» **INSTRUCTION**
Retype each line of the data below exactly as it appears, keeping every character.

» **GIVEN ENTRIES**
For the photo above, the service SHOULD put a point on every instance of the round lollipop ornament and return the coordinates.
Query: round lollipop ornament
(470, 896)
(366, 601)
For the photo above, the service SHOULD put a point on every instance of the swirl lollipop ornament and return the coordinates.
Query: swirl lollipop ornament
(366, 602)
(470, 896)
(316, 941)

» **SOLVED EXERCISE**
For the photo above, the service SHOULD put a point on every instance of the round lollipop ornament and return the coordinates.
Query: round lollipop ornament
(470, 896)
(366, 601)
For the photo above, the service SHOULD put a point on every instance of the swirl lollipop ornament and return the coordinates.
Query: swirl lollipop ornament
(366, 602)
(470, 896)
(316, 941)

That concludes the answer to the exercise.